- **Task brief**
Retype every one of the entries below word for word, leaving out the pictures.

Collected data
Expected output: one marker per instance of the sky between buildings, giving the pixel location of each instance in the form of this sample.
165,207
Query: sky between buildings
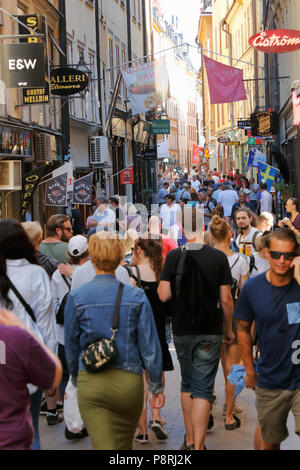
188,12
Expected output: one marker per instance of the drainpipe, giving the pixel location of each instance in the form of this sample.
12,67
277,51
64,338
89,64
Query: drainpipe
225,28
98,55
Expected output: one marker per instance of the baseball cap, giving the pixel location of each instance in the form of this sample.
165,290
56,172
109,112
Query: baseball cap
77,245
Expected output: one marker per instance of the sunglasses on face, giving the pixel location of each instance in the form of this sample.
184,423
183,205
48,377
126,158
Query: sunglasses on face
288,256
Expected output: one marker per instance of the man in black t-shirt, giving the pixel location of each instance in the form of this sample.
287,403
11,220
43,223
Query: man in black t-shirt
198,344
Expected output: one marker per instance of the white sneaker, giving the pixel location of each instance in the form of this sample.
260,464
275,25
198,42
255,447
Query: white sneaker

- **Expected output**
Expected output: one marker per instance of the sky between buildings, giving the pixel location of each instance in the form of this sample.
165,207
Query: sky between buildings
188,12
Expected output: one marker per instance of the drainpipe, giving the pixel location of each instance in the form of this sample.
12,67
277,51
64,338
89,64
Query: drainpipe
225,28
98,55
Expected output: one marker per instance of the baseball cap, giving the pixel location of each instance in the form of this sample.
165,290
56,172
109,112
Query: baseball cap
77,245
Expected output: one marker per instance of the sunglasses on face, giving the pixel location of each instance in the form of this sample.
184,423
183,205
48,377
126,158
Query: sunglasses on face
288,256
Expected output: one marker per instance of the man in black t-shirt, giving the pixel location of each instance in the form of this sample.
287,403
11,220
43,223
Query: man in black t-shirt
198,344
Expected output: one marker per instance of the white sneaker, giving the pixel location of each instance in the form of this sample.
260,464
275,25
198,42
255,447
Query: white sneaker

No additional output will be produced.